Document excerpt
————

HSAs also can be used like traditional retirement accounts, with some working as simple savings accounts and others allowing employees to invest money in mutual funds3, similar to a 401(k) or traditional IRA. After retirement age, individuals can use the HSA funds for non-medical expenses without paying any penalty and with similar taxation to withdrawals from other retirement savings accounts (e.g. 401(k)s). Earnings in invested HSA funds grow tax free making your dollars stretch even further.

HSAs can serve as a powerful tool for long-term savings and as a key part of an overall financial wellness strategy to build wealth for both medical and other general expenses. A 2017 Employee Benefits Research Institute (EBRI) study estimates some couples will need as much as $370,000 to cover out-of-pocket medical expenses during retirement.

While a triple tax advantage can be a great way to maximize these extra dollars, every financial situation is unique and other avenues may need to be explored.

Below are a few other ways to contribute to overall financial wellness. 

Build an emergency fund

Building an emergency fund for unexpected costs is important to an overall financial wellness plan. In case of an unexpected event, it’s recommended that individuals have at least six months of income that can be lived on comfortably. This amount needs to account for everyday needs and expenses, such as monthly bills, including an individual’s rent or mortgage payments. While six months’ worth of money can seem like an unattainable amount, saving an extra $2,000 in an emergency fund this year is a great place to start.

Pay off debt

Depending on the type of debt accumulated, working toward paying off debt with these extra dollars could be a beneficial strategy. If an individual has high-interest consumer debt, it is always recommended to pay off that debt first. While making additional payments on traditional loan debts, like student loans or mortgages, will save money in the long run, it won’t lower monthly payments. By chipping away at high-interest debt, individuals can save money by cutting down on their interest payments.

————

Your assignment
Rewrite the HSA passage from "HSAs also can" to "stretch even further.", swapping "penalty" for "fee". Draw only on the HSA passage.

Information shown
————

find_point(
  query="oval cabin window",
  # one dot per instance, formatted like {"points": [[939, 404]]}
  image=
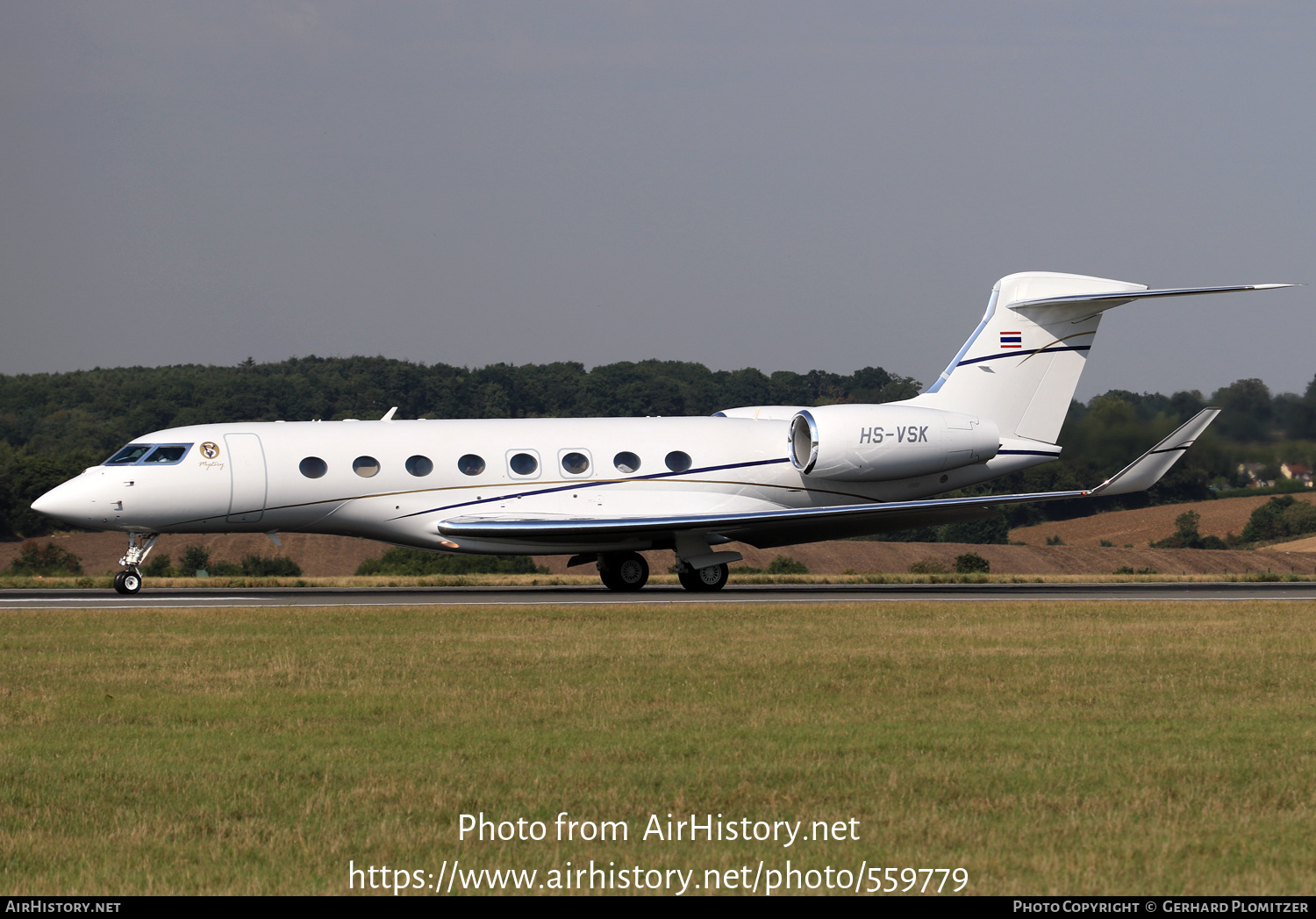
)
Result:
{"points": [[420, 466], [523, 463], [678, 461]]}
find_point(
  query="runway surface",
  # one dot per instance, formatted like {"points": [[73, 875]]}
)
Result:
{"points": [[257, 597]]}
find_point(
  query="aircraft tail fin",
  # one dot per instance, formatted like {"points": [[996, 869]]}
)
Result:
{"points": [[1021, 365]]}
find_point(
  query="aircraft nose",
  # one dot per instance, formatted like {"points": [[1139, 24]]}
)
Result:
{"points": [[65, 502]]}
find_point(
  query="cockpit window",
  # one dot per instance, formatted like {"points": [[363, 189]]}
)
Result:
{"points": [[171, 453], [136, 455], [129, 455]]}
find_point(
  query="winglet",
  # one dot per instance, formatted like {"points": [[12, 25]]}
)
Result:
{"points": [[1148, 469]]}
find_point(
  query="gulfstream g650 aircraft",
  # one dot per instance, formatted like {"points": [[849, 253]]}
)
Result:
{"points": [[603, 489]]}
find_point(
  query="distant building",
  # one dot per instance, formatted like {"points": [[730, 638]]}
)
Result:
{"points": [[1292, 470], [1252, 471]]}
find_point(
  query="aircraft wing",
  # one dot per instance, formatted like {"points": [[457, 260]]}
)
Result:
{"points": [[810, 524]]}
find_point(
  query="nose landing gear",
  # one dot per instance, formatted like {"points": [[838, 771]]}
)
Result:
{"points": [[129, 581]]}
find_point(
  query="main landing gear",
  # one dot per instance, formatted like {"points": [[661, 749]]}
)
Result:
{"points": [[129, 581], [628, 571], [624, 571], [703, 578]]}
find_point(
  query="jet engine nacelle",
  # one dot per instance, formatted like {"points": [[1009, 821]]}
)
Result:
{"points": [[882, 442]]}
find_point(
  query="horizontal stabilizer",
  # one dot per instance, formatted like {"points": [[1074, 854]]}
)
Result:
{"points": [[1079, 305], [1148, 469]]}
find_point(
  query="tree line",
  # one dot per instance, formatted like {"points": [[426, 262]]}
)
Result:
{"points": [[53, 426]]}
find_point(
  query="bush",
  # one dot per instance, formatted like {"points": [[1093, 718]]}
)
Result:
{"points": [[160, 566], [45, 560], [971, 563], [992, 531], [275, 566], [416, 563], [195, 558], [1278, 518]]}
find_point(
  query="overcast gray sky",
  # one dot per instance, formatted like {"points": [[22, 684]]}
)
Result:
{"points": [[774, 184]]}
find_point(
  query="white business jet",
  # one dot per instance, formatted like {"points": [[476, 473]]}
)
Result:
{"points": [[603, 490]]}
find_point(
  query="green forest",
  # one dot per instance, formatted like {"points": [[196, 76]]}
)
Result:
{"points": [[53, 426]]}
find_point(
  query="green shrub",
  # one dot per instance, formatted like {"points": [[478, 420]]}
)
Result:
{"points": [[195, 558], [275, 566], [971, 563], [45, 560], [992, 531], [1278, 518], [418, 563], [160, 566]]}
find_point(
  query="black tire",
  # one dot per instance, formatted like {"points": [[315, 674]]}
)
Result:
{"points": [[626, 571], [704, 579]]}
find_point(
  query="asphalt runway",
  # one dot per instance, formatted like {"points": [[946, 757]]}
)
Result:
{"points": [[257, 597]]}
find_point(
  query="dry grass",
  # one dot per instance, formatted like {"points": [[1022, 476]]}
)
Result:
{"points": [[1044, 747]]}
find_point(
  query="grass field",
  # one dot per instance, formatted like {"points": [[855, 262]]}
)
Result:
{"points": [[591, 579], [1045, 748]]}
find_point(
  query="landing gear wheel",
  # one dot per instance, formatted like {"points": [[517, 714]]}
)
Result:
{"points": [[624, 571], [128, 582], [704, 579]]}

————

Task solution
HSAs also can be used like traditional retirement accounts, with some working as simple savings accounts and others allowing employees to invest money in mutual funds3, similar to a 401(k) or traditional IRA. After retirement age, individuals can use the HSA funds for non-medical expenses without paying any fee and with similar taxation to withdrawals from other retirement savings accounts (e.g. 401(k)s). Earnings in invested HSA funds grow tax free making your dollars stretch even further.